Because the entries hold pictures, reproduce only their words, exactly as written.

---------- Recorded information

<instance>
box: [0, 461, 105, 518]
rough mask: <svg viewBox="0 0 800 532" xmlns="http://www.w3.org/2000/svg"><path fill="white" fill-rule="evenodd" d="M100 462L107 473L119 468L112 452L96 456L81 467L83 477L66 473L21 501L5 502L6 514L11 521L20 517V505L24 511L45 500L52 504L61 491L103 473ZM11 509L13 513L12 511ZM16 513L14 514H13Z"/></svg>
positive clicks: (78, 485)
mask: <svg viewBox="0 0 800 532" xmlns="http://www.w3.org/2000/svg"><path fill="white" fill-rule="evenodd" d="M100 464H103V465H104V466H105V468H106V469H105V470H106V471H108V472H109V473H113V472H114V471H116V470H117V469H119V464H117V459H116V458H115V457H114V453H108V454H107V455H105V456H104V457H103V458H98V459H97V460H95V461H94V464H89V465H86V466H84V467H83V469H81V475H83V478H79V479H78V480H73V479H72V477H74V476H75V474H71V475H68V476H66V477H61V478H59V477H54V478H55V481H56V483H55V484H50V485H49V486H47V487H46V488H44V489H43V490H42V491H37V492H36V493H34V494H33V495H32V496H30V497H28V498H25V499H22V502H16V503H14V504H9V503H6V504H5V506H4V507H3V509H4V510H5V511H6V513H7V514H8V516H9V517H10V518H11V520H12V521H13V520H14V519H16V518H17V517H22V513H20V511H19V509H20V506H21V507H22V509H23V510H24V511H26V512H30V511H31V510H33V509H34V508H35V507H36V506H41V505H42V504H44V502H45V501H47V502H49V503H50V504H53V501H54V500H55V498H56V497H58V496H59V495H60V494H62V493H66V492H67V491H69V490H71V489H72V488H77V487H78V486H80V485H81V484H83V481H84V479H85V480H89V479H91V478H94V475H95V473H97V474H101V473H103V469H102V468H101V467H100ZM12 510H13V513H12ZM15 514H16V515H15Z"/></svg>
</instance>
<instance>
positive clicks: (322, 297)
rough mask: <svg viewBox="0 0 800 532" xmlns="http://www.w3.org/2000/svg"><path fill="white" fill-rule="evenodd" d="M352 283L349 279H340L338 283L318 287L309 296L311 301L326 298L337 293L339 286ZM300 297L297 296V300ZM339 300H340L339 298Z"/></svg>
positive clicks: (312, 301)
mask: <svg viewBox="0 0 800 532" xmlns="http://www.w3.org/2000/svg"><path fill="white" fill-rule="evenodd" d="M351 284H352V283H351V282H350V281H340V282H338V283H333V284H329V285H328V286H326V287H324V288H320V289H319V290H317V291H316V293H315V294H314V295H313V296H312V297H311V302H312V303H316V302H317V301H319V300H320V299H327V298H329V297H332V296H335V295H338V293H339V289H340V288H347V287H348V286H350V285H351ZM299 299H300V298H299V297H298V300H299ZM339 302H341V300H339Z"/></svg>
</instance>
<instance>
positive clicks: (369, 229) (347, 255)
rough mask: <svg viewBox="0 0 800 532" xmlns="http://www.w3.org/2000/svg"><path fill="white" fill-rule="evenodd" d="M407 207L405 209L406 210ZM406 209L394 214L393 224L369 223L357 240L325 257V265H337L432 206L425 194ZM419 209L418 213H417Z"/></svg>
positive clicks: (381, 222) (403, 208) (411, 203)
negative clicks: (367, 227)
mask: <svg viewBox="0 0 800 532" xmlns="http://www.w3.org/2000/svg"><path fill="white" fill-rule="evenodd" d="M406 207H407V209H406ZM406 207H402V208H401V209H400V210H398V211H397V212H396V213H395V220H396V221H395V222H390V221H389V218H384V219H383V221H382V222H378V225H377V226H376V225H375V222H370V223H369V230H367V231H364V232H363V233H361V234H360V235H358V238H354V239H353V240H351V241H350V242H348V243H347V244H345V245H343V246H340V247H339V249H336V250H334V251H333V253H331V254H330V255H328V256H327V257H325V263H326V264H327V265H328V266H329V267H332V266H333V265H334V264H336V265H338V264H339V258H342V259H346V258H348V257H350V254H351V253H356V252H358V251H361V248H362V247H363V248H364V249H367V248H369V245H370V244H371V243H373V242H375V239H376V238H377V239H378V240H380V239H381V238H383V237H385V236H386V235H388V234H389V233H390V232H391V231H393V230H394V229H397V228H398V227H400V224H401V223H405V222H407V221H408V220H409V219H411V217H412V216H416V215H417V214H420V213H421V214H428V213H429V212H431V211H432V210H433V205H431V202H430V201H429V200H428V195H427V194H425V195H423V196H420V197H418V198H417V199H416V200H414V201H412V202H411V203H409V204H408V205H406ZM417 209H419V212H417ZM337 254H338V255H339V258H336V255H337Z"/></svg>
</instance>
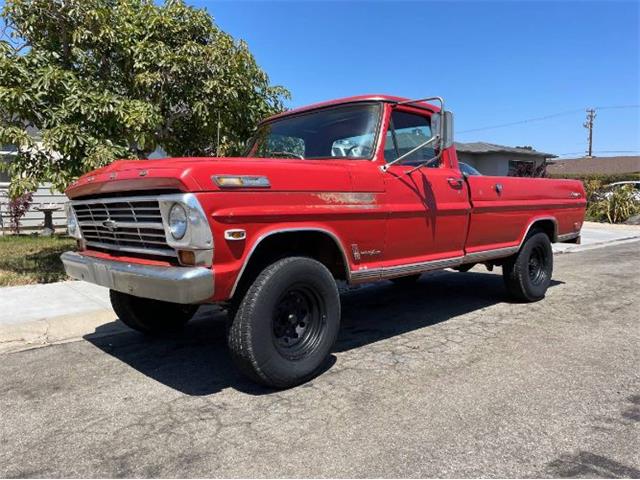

--------------------

[Written response]
<instance>
box: [0, 461, 105, 518]
rough mask: <svg viewBox="0 0 800 532" xmlns="http://www.w3.org/2000/svg"><path fill="white" fill-rule="evenodd" d="M100 462L107 473L119 468L112 452L96 456L81 467L83 477L66 473L21 501L5 502L6 514L11 521L20 517V505L24 511L45 500L52 504L61 491L103 473ZM11 509L13 513L12 511ZM16 513L14 514H13Z"/></svg>
positive clicks: (78, 485)
mask: <svg viewBox="0 0 800 532" xmlns="http://www.w3.org/2000/svg"><path fill="white" fill-rule="evenodd" d="M100 464H103V465H104V466H105V468H106V469H105V470H106V471H108V472H109V473H113V472H114V471H116V470H117V469H119V464H117V459H116V458H115V457H114V453H108V454H107V455H105V456H104V457H103V458H98V459H97V460H95V461H94V464H89V465H86V466H84V467H83V469H81V475H83V478H79V479H78V480H73V479H72V477H74V476H75V474H71V475H68V476H66V477H61V478H59V477H54V478H55V481H56V483H55V484H50V485H49V486H47V487H46V488H44V489H43V490H42V491H37V492H36V493H34V494H33V495H32V496H30V497H28V498H25V499H22V502H16V503H14V504H9V503H6V504H5V506H4V507H3V509H4V510H5V511H6V513H7V514H8V516H9V517H10V518H11V520H12V521H13V520H14V519H16V518H17V517H22V513H20V511H19V509H20V506H21V507H22V509H23V510H24V511H26V512H30V511H31V510H33V509H34V508H35V507H36V506H41V505H42V504H44V502H45V501H47V502H49V503H50V504H53V501H54V500H55V498H56V497H58V496H59V495H60V494H62V493H66V492H67V491H69V490H71V489H72V488H77V487H78V486H80V485H81V484H83V481H84V479H85V480H89V479H91V478H94V475H95V473H97V474H101V473H103V469H102V468H101V467H100ZM12 510H13V513H12ZM15 514H16V515H15Z"/></svg>
</instance>
<instance>
positive clicks: (322, 297)
rough mask: <svg viewBox="0 0 800 532" xmlns="http://www.w3.org/2000/svg"><path fill="white" fill-rule="evenodd" d="M352 283L349 279H340L338 283L318 287L309 296L311 301L326 298L337 293L339 286ZM300 297L297 296V300ZM339 300H340L339 298Z"/></svg>
positive clicks: (312, 301)
mask: <svg viewBox="0 0 800 532" xmlns="http://www.w3.org/2000/svg"><path fill="white" fill-rule="evenodd" d="M351 284H352V283H351V282H350V281H340V282H338V283H333V284H329V285H328V286H326V287H324V288H320V289H319V290H317V291H316V293H315V294H314V295H313V296H312V297H311V302H312V303H316V302H317V301H319V300H320V299H327V298H329V297H332V296H335V295H338V293H339V289H340V288H347V287H348V286H350V285H351ZM299 299H300V298H299V297H298V300H299ZM339 302H341V300H339Z"/></svg>
</instance>
<instance>
positive clicks: (369, 229) (347, 255)
rough mask: <svg viewBox="0 0 800 532" xmlns="http://www.w3.org/2000/svg"><path fill="white" fill-rule="evenodd" d="M407 207L405 209L406 210ZM406 209L394 214L393 224L369 223L357 240L325 257V265H337L432 206L425 194ZM419 209L418 213H417Z"/></svg>
positive clicks: (381, 222) (403, 208) (411, 203)
negative clicks: (367, 227)
mask: <svg viewBox="0 0 800 532" xmlns="http://www.w3.org/2000/svg"><path fill="white" fill-rule="evenodd" d="M406 207H407V209H406ZM406 207H402V208H401V209H400V210H398V211H397V212H396V213H395V220H396V221H395V222H390V221H389V218H384V219H383V221H382V222H378V225H377V226H376V225H375V222H370V223H369V230H367V231H364V232H363V233H361V234H360V235H358V238H354V239H353V240H351V241H350V242H348V243H347V244H345V245H343V246H340V247H339V249H336V250H334V251H333V253H331V254H330V255H328V256H327V257H325V263H326V264H327V265H328V266H329V267H332V266H333V265H334V264H336V265H338V264H339V258H342V259H346V258H348V257H350V254H351V253H356V252H358V251H361V248H362V247H363V248H364V249H367V248H369V245H370V244H371V243H373V242H375V239H376V238H377V239H378V240H380V239H381V238H383V237H385V236H386V235H388V234H389V233H390V232H391V231H393V230H394V229H397V228H398V227H400V224H401V223H405V222H407V221H408V220H409V219H411V217H412V216H416V215H417V214H420V213H421V214H428V213H429V212H431V211H432V210H433V205H431V202H430V201H429V200H428V195H427V194H425V195H423V196H420V197H418V198H417V199H416V200H414V201H412V202H411V203H409V204H408V205H406ZM417 209H419V212H417ZM337 254H338V255H339V258H336V255H337Z"/></svg>
</instance>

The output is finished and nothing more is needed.